**ACTION ITEM**
Give every entry again precisely as it appears.
ENTRIES PROVIDED Block Start
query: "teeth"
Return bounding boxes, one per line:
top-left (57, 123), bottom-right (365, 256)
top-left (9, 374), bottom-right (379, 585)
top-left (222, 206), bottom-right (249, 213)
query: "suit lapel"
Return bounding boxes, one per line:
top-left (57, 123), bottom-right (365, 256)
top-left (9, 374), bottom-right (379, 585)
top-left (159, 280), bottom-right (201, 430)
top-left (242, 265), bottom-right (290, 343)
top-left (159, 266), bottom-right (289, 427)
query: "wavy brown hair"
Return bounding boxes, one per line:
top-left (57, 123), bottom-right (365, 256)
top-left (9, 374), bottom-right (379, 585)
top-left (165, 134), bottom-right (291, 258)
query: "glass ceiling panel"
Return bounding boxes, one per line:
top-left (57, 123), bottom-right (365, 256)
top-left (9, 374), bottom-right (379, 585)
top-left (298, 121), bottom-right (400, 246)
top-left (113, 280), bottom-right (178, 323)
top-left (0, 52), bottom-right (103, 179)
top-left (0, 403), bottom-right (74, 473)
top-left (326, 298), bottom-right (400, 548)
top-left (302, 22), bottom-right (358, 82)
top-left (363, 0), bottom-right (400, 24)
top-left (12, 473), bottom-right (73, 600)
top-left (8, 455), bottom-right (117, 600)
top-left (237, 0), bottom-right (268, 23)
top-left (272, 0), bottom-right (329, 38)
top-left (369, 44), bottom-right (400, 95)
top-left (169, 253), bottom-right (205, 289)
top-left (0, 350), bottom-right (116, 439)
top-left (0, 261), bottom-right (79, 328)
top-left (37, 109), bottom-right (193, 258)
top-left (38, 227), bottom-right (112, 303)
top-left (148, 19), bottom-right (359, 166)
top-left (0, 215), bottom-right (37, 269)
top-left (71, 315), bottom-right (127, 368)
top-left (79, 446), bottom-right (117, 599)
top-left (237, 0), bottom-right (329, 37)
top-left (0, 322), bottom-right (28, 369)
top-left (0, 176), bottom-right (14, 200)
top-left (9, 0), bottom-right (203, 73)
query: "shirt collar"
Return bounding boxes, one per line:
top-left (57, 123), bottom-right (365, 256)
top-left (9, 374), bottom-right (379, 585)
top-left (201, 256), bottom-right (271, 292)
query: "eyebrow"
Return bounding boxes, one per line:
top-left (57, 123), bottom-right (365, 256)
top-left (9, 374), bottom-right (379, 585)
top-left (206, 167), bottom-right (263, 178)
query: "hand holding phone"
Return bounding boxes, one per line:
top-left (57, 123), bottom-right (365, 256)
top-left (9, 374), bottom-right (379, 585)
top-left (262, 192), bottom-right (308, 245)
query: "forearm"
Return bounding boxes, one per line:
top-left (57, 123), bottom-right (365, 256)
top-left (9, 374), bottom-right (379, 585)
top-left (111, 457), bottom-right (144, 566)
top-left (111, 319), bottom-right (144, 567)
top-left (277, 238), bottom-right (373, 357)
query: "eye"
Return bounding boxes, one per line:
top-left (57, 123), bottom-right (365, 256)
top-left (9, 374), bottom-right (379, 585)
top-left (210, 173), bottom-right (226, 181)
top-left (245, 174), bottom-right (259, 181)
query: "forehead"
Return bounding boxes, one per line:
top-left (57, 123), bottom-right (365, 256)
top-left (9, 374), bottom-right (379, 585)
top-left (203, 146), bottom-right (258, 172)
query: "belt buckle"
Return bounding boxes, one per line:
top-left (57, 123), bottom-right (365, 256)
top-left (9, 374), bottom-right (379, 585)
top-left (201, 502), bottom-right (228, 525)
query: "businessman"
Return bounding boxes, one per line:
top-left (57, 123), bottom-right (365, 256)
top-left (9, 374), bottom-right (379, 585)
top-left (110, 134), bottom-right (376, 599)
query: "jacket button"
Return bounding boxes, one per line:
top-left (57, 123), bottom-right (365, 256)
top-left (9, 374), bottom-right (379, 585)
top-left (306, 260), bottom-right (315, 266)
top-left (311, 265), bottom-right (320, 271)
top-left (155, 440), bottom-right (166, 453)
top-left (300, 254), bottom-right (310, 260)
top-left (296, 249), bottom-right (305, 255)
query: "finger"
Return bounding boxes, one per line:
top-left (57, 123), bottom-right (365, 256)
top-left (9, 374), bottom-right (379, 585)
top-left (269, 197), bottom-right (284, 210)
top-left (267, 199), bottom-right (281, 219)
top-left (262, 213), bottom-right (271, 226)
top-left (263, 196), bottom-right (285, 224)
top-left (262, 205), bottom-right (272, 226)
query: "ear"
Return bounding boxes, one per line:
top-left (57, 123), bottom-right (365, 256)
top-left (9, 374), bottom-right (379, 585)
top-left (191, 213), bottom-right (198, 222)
ENTRIES PROVIDED Block End
**RESPONSE BELOW**
query: "teeth"
Return bounding boxes, one per line:
top-left (57, 123), bottom-right (365, 256)
top-left (9, 374), bottom-right (379, 585)
top-left (222, 206), bottom-right (249, 213)
query: "suit lapel"
Return bounding boxes, one per line:
top-left (57, 123), bottom-right (365, 256)
top-left (9, 374), bottom-right (379, 585)
top-left (159, 280), bottom-right (201, 430)
top-left (242, 265), bottom-right (290, 343)
top-left (159, 266), bottom-right (289, 427)
query: "wavy brown hair"
Return bounding boxes, one per line:
top-left (57, 123), bottom-right (365, 256)
top-left (9, 374), bottom-right (379, 585)
top-left (165, 134), bottom-right (291, 258)
query: "glass ceiling panel"
Return bounding boxes, one per line:
top-left (57, 123), bottom-right (365, 256)
top-left (9, 374), bottom-right (379, 585)
top-left (298, 121), bottom-right (400, 246)
top-left (113, 280), bottom-right (178, 323)
top-left (0, 52), bottom-right (103, 179)
top-left (0, 403), bottom-right (74, 473)
top-left (326, 298), bottom-right (400, 548)
top-left (302, 22), bottom-right (358, 82)
top-left (363, 0), bottom-right (400, 24)
top-left (12, 473), bottom-right (73, 600)
top-left (8, 455), bottom-right (117, 600)
top-left (237, 0), bottom-right (268, 23)
top-left (272, 0), bottom-right (329, 38)
top-left (369, 44), bottom-right (400, 95)
top-left (169, 253), bottom-right (205, 289)
top-left (0, 350), bottom-right (116, 439)
top-left (0, 261), bottom-right (79, 328)
top-left (37, 109), bottom-right (193, 258)
top-left (38, 227), bottom-right (112, 303)
top-left (148, 19), bottom-right (359, 166)
top-left (0, 215), bottom-right (37, 269)
top-left (71, 315), bottom-right (127, 368)
top-left (79, 446), bottom-right (117, 599)
top-left (237, 0), bottom-right (329, 37)
top-left (0, 322), bottom-right (28, 369)
top-left (0, 176), bottom-right (14, 200)
top-left (9, 0), bottom-right (203, 73)
query: "shirt collar"
Return bounding boxes, one per line:
top-left (57, 123), bottom-right (365, 256)
top-left (9, 374), bottom-right (379, 585)
top-left (201, 256), bottom-right (271, 292)
query: "eyebrow"
Return bounding boxes, one per line:
top-left (57, 123), bottom-right (365, 256)
top-left (9, 374), bottom-right (379, 585)
top-left (206, 167), bottom-right (263, 178)
query: "hand holding phone"
Return bounding boxes, one per line:
top-left (57, 123), bottom-right (365, 256)
top-left (9, 374), bottom-right (379, 585)
top-left (262, 192), bottom-right (308, 245)
query: "forearm"
Return bounding boxes, one per line:
top-left (57, 123), bottom-right (365, 256)
top-left (9, 374), bottom-right (379, 585)
top-left (111, 457), bottom-right (144, 566)
top-left (111, 319), bottom-right (144, 567)
top-left (277, 238), bottom-right (373, 357)
query: "eye"
Return bounding boxes, one per line:
top-left (57, 123), bottom-right (365, 256)
top-left (9, 374), bottom-right (379, 585)
top-left (210, 173), bottom-right (226, 181)
top-left (245, 174), bottom-right (259, 181)
query: "forehead"
Return bounding boxes, one per line:
top-left (57, 123), bottom-right (365, 256)
top-left (9, 374), bottom-right (379, 585)
top-left (203, 146), bottom-right (258, 172)
query: "belt buckle"
Return bounding boxes, one per line:
top-left (57, 123), bottom-right (365, 256)
top-left (9, 374), bottom-right (379, 585)
top-left (201, 502), bottom-right (228, 525)
query: "businessman"
Return bounding boxes, one per line:
top-left (57, 123), bottom-right (365, 256)
top-left (9, 374), bottom-right (379, 585)
top-left (110, 134), bottom-right (376, 599)
query: "jacket button"
Return bounding boxes, one per line:
top-left (57, 123), bottom-right (365, 256)
top-left (9, 374), bottom-right (379, 585)
top-left (306, 260), bottom-right (315, 266)
top-left (311, 265), bottom-right (320, 271)
top-left (155, 440), bottom-right (166, 453)
top-left (300, 254), bottom-right (310, 260)
top-left (296, 249), bottom-right (305, 255)
query: "finger"
Return bounding boxes, one per line:
top-left (57, 123), bottom-right (365, 256)
top-left (9, 374), bottom-right (379, 585)
top-left (269, 197), bottom-right (284, 210)
top-left (267, 199), bottom-right (281, 219)
top-left (262, 213), bottom-right (271, 226)
top-left (263, 196), bottom-right (285, 224)
top-left (262, 205), bottom-right (272, 226)
query: "ear"
Return bounding boxes, one per line:
top-left (57, 123), bottom-right (365, 256)
top-left (9, 374), bottom-right (379, 585)
top-left (191, 213), bottom-right (198, 222)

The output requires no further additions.